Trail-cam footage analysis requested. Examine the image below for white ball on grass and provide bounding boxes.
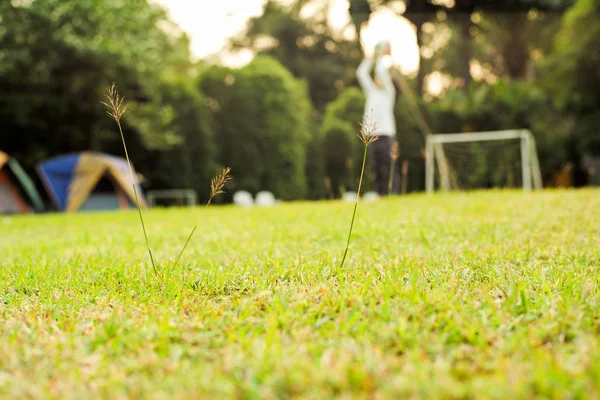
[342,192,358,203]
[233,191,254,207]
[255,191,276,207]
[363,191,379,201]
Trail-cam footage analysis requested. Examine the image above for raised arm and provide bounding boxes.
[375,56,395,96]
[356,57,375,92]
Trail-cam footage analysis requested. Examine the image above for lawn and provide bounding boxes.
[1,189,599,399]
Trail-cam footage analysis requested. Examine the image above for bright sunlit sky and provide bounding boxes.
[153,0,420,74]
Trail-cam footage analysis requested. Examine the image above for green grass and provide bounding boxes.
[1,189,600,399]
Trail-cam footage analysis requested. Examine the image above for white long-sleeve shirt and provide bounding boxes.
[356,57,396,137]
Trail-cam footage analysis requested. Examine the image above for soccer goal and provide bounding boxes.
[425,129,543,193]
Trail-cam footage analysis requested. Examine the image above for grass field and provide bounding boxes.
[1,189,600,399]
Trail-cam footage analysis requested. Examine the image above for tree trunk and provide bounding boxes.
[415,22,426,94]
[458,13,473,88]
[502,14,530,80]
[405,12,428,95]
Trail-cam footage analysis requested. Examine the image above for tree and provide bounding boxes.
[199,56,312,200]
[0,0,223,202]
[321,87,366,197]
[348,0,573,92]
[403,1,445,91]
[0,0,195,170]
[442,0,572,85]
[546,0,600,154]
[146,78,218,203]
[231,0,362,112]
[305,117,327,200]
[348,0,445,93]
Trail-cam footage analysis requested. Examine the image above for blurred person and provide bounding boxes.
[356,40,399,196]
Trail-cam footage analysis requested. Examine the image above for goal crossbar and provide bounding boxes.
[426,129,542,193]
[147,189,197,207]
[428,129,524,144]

· · · · · · ·

Reproduce the listing above exactly from the line containing "green grass and provide bounding boxes." through its last line, with both of those lines included.

* Response *
Trail-cam footage analysis requested. Examine the image above for green grass and provide bounding boxes.
[1,189,600,399]
Trail-cam footage analysis requested. Examine the image above for white long-sleeve shirt and provide bounding boxes.
[356,57,396,137]
Trail-cam footage analysis requested. Examine the image above for soccer goal and provide bounding boxes.
[425,129,543,193]
Trail-cam footage analysis requested. Examine the image above for grass field and provide bounding boxes.
[1,189,600,399]
Trail-cam footage analysis requested. Examine the image above for tree trunk and provide bounding boxes.
[415,22,426,94]
[458,13,473,88]
[502,14,530,80]
[405,12,428,95]
Trail-cam footage analysis requested. Examine the image above for tree and provide bounding boxes.
[199,56,312,200]
[0,0,223,202]
[321,87,366,197]
[348,0,573,92]
[403,1,445,91]
[0,0,195,170]
[442,0,572,85]
[546,0,600,154]
[146,78,218,203]
[231,0,362,112]
[305,117,327,200]
[348,0,445,93]
Trail-cam footage analysis requested. Examine the image above for blurred person and provide bounding boxes.
[356,40,399,196]
Trail-cam footage analysis requested. Examine the image above for goal crossbar and provide bounding boxes.
[426,129,542,193]
[147,189,197,207]
[428,129,524,144]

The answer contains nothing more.